====== Extracted material ======
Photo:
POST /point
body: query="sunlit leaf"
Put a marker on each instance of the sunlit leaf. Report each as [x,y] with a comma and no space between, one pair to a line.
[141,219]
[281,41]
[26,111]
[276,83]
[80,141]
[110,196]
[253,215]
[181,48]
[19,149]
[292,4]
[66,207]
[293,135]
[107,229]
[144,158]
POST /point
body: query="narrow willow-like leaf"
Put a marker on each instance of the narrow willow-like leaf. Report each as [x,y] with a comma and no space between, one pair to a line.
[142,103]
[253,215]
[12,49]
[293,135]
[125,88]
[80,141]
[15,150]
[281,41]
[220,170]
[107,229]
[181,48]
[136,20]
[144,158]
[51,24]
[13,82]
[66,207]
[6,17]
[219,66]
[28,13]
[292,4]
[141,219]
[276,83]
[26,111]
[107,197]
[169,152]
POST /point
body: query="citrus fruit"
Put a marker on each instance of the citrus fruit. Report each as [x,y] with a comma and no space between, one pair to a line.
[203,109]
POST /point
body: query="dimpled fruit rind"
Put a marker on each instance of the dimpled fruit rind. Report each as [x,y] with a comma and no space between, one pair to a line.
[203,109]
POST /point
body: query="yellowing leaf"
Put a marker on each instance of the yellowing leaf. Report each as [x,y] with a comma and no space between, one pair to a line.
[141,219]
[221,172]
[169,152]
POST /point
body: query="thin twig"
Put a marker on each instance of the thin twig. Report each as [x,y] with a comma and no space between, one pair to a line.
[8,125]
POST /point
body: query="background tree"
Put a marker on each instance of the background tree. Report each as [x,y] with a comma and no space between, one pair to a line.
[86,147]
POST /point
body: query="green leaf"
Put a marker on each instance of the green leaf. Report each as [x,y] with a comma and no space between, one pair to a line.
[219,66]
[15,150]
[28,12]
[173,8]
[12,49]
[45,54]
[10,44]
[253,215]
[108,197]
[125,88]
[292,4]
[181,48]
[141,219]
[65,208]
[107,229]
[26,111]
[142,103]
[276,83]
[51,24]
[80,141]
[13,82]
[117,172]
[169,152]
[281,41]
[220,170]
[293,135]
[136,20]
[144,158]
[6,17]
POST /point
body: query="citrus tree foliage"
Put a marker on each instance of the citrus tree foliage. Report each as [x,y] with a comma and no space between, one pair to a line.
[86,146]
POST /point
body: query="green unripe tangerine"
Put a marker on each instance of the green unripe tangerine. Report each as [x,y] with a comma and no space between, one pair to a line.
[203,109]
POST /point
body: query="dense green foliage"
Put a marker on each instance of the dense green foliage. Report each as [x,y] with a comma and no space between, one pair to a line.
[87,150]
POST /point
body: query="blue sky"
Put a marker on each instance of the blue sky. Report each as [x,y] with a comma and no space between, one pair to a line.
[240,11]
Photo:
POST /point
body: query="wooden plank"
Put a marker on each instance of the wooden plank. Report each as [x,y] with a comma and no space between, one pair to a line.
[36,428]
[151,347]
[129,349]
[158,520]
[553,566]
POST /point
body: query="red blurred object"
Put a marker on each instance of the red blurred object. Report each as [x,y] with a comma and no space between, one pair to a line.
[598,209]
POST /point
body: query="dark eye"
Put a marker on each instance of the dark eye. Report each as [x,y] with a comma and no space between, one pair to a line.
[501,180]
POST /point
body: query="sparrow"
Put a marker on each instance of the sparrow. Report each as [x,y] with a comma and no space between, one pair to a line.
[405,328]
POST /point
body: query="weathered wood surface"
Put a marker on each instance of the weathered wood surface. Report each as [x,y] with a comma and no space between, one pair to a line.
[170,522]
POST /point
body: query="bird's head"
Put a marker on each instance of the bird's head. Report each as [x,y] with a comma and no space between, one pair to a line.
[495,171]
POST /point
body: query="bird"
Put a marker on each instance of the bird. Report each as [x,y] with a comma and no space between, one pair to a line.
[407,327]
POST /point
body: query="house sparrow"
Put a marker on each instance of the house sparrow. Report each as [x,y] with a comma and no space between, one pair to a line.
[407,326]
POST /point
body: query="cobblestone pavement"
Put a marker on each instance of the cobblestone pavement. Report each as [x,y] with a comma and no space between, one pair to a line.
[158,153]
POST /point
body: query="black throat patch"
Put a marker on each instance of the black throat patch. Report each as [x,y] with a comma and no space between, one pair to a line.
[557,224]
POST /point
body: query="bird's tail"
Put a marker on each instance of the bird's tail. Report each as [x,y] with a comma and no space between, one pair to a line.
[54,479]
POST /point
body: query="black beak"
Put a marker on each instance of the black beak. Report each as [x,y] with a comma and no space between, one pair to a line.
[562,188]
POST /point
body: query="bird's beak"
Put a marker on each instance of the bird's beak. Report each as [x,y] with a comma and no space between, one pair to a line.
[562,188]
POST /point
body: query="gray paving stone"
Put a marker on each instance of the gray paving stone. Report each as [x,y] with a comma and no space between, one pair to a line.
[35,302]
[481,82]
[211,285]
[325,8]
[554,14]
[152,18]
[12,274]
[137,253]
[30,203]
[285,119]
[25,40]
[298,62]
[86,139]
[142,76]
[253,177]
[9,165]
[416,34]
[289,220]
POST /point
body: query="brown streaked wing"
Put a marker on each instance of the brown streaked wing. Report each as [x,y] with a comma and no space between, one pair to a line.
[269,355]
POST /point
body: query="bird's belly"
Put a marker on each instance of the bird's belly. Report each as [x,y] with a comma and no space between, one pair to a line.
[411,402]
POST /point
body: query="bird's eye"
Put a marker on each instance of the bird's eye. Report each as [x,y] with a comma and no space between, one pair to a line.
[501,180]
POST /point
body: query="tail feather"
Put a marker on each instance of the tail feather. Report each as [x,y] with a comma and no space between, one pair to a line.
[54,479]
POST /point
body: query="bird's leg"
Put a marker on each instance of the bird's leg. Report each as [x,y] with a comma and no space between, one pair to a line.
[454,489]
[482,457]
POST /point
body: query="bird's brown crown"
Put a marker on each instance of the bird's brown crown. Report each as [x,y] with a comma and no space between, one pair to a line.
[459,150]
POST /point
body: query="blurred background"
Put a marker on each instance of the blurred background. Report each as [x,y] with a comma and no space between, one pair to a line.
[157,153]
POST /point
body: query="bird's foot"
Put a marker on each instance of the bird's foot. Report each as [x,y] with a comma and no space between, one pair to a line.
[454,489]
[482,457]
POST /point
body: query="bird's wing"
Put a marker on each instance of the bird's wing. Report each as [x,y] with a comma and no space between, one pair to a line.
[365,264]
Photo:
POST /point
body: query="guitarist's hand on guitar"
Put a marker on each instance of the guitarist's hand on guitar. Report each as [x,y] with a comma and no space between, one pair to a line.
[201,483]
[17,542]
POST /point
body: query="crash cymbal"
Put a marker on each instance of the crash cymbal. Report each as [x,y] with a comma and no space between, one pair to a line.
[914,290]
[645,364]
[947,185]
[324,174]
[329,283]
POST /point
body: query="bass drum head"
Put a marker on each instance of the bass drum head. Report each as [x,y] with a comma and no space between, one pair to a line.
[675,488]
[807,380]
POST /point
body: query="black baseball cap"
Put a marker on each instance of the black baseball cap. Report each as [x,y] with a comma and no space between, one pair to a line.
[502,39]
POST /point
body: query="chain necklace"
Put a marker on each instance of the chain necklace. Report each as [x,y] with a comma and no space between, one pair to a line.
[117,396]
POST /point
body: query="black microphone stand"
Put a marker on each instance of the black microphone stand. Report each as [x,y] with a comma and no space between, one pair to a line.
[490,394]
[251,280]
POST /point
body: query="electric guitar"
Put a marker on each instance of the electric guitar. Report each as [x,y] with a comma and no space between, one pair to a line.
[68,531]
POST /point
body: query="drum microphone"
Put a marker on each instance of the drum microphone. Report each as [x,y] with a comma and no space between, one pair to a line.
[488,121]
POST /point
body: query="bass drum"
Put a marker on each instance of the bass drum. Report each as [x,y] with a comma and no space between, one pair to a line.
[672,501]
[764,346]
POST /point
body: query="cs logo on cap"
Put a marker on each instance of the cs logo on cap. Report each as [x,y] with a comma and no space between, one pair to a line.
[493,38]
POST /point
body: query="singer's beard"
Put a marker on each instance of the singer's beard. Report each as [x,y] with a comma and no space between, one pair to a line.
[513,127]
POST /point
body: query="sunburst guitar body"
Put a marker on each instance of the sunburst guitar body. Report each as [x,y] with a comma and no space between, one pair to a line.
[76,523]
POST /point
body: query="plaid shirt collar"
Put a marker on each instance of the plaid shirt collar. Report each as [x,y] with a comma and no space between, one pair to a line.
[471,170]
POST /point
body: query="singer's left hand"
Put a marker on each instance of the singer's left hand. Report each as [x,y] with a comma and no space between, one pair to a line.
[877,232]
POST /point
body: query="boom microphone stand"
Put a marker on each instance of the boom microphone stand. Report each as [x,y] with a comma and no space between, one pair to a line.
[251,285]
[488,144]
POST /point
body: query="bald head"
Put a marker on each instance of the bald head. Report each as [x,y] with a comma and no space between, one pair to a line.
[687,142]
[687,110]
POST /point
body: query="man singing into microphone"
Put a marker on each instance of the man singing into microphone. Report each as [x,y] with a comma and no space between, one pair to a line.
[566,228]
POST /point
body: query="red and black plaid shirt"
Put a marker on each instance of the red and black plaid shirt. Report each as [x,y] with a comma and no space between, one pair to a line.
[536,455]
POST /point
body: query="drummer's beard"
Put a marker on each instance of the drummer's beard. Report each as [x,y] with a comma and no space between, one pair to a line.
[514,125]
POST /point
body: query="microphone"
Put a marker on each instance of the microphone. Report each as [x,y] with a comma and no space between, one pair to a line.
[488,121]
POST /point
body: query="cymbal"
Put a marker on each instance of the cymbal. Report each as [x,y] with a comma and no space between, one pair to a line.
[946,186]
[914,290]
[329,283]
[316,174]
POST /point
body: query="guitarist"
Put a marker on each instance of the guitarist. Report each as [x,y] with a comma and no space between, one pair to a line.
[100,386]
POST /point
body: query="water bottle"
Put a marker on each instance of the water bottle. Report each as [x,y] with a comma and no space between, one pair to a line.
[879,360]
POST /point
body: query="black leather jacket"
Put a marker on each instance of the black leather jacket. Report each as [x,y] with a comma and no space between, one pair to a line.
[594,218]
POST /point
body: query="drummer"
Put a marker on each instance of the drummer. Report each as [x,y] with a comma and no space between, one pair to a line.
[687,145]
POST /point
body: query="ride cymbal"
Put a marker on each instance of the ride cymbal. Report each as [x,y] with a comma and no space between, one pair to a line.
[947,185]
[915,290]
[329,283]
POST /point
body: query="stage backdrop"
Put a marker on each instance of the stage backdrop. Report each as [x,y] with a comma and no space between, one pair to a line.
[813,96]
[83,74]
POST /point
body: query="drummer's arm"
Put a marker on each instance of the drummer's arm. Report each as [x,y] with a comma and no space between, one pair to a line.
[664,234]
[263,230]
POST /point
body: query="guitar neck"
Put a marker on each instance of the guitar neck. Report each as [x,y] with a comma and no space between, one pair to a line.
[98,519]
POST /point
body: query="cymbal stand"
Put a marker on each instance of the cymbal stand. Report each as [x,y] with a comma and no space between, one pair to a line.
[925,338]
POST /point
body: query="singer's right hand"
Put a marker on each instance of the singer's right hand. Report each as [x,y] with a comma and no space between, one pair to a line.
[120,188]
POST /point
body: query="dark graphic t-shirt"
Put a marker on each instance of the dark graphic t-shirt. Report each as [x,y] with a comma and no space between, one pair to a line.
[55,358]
======
- Given exercise
Find every line in the items above that contains the word "foliage", matching case exactly, and copy each of those lines in full.

- Exercise result
body: query="citrus tree foliage"
Put a marker on each instance of the citrus tree foliage. Report each as [x,y] with a comma and no space between, one pair to a line.
body: query="dense green foliage"
Put a marker on each instance of the dense green foliage. Report each as [x,y] with a comma and no space between, one pair to a line.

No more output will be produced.